Then for any $\epsilon>0$ there are a measurable set
$E$ of finite measure and a real number
$\delta>0$ such that $\int_F|f|\le\epsilon$ whenever $F\in\Sigma$ and
$\mu(F\cap E)\le\delta$.

\proof{ There is a non-decreasing sequence $\sequencen{g_n}$ of
non-negative simple functions such that $|f|\eae\lim_{n\to\infty}g_n$
and $\int|f|=\lim_{n\to\infty}\int g_n$.   Take $n\in\Bbb N$ such that
$\int g_n\ge\int|f|-\bover12\epsilon$.
Let $M>0$, $E\in\Sigma$ be such that $\mu E<\infty$ and
$g_n\le M\chi E$;  set $\delta=\epsilon/2M$.
If $F\in\Sigma$ and $\mu(F\cap E)\le\delta$, then

\Centerline{$\int_Fg_n=\int g_n\times\chi F
\le M\mu(F\cap E)\le\Bover12\epsilon$;}

\noindent  consequently

\Centerline{$\int_F|f|
=\int_Fg_n+\int_F|f|-g_n\le\Bover12\epsilon+\int|f|-g_n\le\epsilon$.}
}%end of proof of 225A

\leader{225B}{Absolutely continuous functions on $\Bbb R$:  Definition}
If $[a,b]$ is a non-empty
closed interval in $\Bbb R$ and $f:[a,b]\to\Bbb R$ is a function, we say
that $f$ is {\bf absolutely continuous} if for every $\epsilon>0$ there
is a $\delta>0$ such that $\sum_{i=1}^n|f(b_i)-f(a_i)|\le\epsilon$
whenever $a\le a_1\le b_1\le a_2\le b_2\le\ldots\le a_n\le b_n\le b$ and
$\sum_{i=1}^nb_i-a_i\le\delta$.

* _Entries provided_
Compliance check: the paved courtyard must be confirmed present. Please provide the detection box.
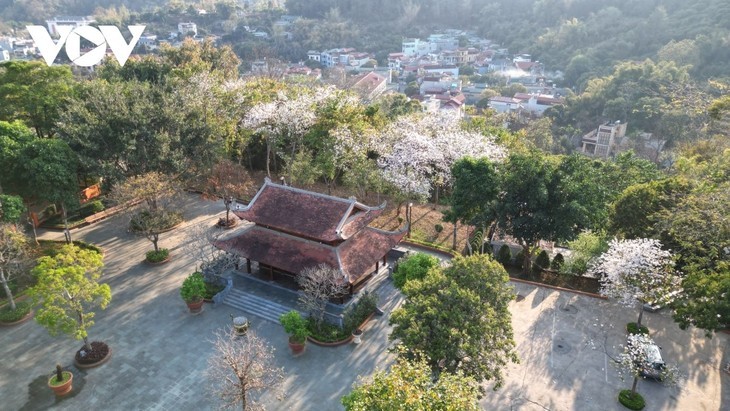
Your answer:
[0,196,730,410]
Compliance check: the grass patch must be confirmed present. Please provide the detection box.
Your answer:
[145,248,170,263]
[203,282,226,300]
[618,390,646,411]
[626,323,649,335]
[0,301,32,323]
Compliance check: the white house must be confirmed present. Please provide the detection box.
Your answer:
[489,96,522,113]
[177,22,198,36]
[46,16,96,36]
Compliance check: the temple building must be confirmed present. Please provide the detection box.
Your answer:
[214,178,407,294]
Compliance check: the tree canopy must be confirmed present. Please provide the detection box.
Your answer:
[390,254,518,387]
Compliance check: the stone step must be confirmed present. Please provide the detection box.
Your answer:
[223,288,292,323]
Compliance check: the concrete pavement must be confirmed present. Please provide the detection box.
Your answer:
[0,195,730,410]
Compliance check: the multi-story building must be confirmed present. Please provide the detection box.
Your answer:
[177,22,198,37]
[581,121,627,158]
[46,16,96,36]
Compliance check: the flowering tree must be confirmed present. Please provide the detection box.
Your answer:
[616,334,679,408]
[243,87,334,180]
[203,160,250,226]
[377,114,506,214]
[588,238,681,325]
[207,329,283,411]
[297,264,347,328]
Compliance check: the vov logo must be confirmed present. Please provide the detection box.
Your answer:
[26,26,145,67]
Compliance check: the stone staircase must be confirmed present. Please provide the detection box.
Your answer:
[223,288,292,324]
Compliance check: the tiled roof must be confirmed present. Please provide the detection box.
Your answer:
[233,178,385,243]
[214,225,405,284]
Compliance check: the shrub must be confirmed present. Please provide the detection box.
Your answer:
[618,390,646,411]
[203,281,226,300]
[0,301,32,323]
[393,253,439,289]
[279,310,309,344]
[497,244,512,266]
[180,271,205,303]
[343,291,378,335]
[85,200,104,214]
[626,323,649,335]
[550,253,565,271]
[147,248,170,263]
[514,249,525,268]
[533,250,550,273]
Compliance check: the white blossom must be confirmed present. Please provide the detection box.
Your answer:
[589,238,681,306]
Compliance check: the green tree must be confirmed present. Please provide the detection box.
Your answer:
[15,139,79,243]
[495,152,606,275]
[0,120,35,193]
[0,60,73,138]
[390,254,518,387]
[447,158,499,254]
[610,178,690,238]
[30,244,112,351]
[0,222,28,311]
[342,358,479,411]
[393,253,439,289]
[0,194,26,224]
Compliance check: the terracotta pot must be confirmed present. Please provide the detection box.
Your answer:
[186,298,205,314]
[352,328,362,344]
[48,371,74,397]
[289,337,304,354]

==

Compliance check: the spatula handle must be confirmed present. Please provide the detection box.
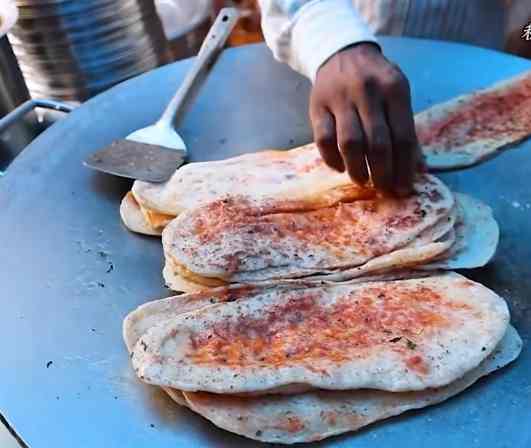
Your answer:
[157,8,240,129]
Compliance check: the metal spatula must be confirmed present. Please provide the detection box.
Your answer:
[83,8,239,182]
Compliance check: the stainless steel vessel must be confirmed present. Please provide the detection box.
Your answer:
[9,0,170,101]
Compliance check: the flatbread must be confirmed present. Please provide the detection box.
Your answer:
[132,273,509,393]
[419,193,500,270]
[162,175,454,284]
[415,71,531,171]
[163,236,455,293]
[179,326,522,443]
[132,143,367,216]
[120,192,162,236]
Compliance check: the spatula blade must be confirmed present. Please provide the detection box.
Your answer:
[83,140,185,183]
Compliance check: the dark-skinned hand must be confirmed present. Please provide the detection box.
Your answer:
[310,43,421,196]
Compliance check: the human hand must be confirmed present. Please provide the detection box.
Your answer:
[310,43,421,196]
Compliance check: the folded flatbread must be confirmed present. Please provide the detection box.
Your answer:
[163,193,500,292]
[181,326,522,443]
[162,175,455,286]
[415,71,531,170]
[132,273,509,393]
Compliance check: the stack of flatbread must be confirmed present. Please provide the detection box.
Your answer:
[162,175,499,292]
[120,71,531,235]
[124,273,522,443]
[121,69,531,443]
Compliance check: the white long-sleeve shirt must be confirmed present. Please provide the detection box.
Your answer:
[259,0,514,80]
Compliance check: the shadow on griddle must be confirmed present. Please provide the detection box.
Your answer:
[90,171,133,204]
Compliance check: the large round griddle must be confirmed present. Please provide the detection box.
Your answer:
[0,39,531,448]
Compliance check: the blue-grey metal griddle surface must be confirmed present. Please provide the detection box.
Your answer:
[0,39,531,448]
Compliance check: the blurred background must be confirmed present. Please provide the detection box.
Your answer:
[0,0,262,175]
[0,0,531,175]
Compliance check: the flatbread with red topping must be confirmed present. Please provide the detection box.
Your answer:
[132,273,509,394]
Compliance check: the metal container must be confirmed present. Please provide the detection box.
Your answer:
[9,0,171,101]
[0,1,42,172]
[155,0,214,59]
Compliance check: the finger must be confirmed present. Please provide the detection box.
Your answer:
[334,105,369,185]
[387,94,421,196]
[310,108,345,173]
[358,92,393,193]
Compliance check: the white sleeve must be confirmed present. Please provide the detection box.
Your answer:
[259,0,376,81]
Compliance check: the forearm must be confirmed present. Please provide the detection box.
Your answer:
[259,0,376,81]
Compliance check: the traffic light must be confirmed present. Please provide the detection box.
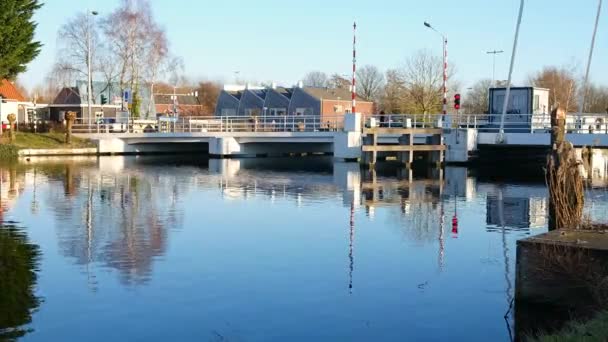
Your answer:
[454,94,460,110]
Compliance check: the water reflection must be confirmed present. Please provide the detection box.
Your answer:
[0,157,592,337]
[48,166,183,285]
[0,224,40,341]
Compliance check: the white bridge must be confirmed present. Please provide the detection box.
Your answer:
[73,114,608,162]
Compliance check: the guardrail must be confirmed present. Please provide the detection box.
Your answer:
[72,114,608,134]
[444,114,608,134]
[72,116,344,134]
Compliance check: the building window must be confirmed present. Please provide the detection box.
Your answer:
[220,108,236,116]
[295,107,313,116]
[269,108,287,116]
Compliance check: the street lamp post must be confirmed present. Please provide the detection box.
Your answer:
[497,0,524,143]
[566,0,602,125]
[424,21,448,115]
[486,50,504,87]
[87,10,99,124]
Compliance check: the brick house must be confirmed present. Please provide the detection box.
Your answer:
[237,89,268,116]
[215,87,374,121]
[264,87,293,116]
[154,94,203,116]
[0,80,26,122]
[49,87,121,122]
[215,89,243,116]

* _Exercise instructions_
1. In the measure theory text, what value does the proof give to δ?
2. In the measure theory text, list every property the proof says the sequence g_n has.
The rows aren't needed for anything here.

* _Solutions_
1. δ is set to ε/2M.

2.
- It is non-decreasing.
- Its terms are non-negative simple functions.
- |f| equals the limit of g_n as n goes to infinity, almost everywhere.
- The integral of |f| equals the limit of the integrals of g_n.